Collected data:
┄┄┄┄┄┄
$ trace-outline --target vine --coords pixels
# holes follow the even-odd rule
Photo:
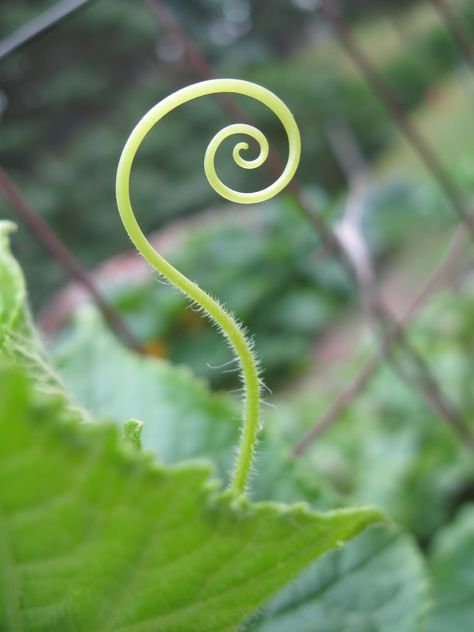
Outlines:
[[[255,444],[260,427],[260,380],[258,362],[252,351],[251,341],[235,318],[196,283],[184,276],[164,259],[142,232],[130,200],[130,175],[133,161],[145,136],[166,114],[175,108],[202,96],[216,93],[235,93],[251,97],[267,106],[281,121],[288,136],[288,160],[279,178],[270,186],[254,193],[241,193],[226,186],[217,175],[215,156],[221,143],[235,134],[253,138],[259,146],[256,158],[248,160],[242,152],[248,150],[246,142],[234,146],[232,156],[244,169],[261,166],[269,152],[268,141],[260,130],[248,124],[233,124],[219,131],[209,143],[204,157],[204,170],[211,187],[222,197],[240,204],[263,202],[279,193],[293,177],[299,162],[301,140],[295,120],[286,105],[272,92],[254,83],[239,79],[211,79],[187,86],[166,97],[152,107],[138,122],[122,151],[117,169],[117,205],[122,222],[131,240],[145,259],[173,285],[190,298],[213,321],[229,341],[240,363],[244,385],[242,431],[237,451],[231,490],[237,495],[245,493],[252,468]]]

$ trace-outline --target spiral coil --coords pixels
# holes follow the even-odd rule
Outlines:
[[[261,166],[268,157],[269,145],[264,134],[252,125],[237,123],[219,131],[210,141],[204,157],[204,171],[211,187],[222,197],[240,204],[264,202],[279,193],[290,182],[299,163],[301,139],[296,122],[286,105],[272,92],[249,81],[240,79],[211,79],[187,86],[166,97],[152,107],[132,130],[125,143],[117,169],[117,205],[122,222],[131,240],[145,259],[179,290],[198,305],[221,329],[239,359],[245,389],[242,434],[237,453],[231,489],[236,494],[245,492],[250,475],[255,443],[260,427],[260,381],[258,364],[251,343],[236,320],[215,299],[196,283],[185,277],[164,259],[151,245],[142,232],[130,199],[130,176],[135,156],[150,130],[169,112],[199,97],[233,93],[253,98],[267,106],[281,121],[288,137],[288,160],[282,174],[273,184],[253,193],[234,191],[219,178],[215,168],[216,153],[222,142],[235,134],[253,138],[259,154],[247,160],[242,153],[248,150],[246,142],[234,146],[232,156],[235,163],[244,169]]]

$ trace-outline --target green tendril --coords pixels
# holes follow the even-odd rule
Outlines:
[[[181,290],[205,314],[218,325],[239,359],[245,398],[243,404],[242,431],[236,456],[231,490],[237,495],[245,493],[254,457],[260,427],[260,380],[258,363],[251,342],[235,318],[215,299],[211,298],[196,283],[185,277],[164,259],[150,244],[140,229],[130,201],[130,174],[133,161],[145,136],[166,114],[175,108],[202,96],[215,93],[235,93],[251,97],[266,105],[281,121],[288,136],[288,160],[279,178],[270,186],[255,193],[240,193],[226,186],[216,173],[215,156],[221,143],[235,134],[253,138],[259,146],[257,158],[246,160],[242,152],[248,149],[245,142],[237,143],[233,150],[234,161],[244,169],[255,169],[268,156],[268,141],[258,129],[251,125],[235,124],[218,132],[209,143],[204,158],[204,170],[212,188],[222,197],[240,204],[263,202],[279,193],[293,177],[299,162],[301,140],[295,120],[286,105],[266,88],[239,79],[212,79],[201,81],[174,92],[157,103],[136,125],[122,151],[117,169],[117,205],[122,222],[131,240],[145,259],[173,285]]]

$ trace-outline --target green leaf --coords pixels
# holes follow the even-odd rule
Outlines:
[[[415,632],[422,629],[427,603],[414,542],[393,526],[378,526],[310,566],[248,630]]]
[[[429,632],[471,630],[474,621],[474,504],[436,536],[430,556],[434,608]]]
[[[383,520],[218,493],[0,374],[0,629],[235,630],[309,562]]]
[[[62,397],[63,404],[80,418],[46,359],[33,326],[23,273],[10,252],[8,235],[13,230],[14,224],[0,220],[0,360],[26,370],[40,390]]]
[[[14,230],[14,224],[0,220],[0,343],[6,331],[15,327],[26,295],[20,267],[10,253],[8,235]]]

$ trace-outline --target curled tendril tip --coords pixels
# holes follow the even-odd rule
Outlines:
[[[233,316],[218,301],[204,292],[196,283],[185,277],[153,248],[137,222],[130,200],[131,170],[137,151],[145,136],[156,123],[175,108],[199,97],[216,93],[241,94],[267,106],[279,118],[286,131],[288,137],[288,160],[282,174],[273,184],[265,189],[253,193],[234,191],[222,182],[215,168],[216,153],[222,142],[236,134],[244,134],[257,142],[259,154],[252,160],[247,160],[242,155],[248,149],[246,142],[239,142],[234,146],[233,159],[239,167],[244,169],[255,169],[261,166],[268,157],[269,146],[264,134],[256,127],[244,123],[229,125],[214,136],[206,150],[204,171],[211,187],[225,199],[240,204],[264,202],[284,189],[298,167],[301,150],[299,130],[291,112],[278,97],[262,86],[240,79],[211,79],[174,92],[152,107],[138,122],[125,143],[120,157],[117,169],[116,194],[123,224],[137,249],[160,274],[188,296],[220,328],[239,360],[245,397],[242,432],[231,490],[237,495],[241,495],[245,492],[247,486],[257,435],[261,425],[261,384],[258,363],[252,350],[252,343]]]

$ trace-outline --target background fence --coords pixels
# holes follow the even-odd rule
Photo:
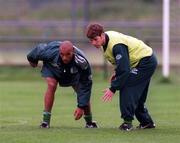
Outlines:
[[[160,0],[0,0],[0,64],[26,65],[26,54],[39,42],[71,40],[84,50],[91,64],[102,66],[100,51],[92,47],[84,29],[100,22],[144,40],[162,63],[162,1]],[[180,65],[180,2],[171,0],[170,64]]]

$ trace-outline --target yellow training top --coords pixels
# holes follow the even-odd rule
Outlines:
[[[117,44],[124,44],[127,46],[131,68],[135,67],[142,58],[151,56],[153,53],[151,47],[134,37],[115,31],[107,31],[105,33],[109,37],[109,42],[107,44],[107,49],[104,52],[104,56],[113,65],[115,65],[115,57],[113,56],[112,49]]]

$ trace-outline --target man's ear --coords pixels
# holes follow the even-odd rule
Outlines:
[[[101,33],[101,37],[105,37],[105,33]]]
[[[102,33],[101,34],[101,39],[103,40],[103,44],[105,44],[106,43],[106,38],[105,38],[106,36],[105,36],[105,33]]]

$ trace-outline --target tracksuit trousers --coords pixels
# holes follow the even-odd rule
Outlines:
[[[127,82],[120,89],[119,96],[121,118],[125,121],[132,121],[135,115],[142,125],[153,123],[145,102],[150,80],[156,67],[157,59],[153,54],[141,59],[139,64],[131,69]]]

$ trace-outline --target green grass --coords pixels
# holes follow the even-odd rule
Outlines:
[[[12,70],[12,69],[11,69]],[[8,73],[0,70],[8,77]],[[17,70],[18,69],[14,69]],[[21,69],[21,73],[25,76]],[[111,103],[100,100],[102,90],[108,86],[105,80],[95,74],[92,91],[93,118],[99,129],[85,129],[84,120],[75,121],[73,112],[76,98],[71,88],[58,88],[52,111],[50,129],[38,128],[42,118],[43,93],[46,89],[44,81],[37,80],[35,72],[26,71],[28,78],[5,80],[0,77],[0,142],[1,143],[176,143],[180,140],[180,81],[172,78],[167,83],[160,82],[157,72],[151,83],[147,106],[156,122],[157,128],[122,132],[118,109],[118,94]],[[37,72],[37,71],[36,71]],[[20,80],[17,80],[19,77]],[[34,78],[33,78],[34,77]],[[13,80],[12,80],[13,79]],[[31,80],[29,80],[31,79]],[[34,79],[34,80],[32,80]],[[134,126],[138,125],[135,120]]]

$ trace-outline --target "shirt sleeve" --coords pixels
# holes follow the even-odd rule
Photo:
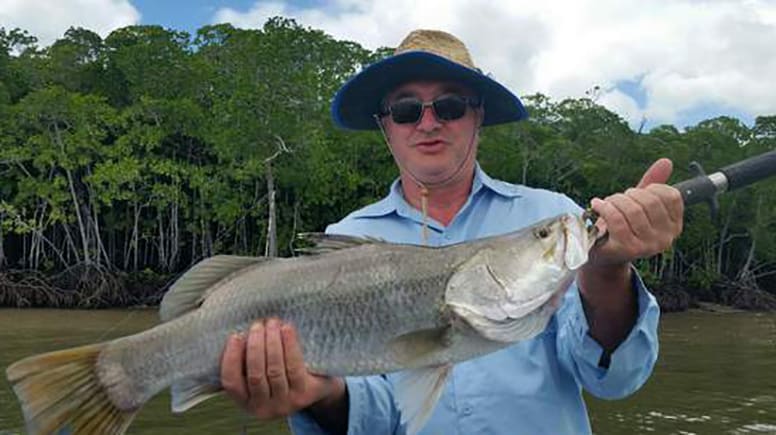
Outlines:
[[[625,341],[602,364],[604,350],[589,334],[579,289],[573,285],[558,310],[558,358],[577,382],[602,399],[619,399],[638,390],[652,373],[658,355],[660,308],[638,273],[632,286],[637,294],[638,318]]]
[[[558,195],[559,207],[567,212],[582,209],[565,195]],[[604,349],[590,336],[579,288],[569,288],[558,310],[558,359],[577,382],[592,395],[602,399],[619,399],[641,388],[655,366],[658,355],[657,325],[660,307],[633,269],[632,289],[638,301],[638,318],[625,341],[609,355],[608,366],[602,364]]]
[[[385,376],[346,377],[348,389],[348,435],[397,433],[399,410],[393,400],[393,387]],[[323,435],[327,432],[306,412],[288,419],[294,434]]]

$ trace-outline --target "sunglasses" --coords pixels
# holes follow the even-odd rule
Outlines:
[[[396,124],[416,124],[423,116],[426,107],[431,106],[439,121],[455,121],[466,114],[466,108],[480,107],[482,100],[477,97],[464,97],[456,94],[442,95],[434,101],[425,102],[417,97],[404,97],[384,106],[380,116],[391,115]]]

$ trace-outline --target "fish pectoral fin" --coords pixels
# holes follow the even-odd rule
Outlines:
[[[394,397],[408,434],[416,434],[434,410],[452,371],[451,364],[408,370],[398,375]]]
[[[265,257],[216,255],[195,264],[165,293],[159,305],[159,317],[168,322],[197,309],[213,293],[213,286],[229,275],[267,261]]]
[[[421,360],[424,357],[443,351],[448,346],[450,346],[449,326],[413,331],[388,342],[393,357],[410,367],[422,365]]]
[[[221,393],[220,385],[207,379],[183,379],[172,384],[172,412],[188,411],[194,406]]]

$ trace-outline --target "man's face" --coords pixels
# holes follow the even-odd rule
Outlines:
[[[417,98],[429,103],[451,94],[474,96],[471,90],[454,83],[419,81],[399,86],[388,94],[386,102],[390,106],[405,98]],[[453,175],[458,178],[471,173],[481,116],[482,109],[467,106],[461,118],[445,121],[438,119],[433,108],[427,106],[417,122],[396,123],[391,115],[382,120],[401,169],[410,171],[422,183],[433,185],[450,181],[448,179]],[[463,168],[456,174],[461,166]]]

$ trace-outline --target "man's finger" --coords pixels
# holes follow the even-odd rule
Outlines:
┄┄┄┄┄┄
**Required work:** Find the word "green" in the entries above. Copy every line that has it.

**Expected output:**
$ trace-outline --target green tendril --coords pixels
$ trace-outline --target green leaf --coords pixels
$ trace-outline --target green grass --coords pixels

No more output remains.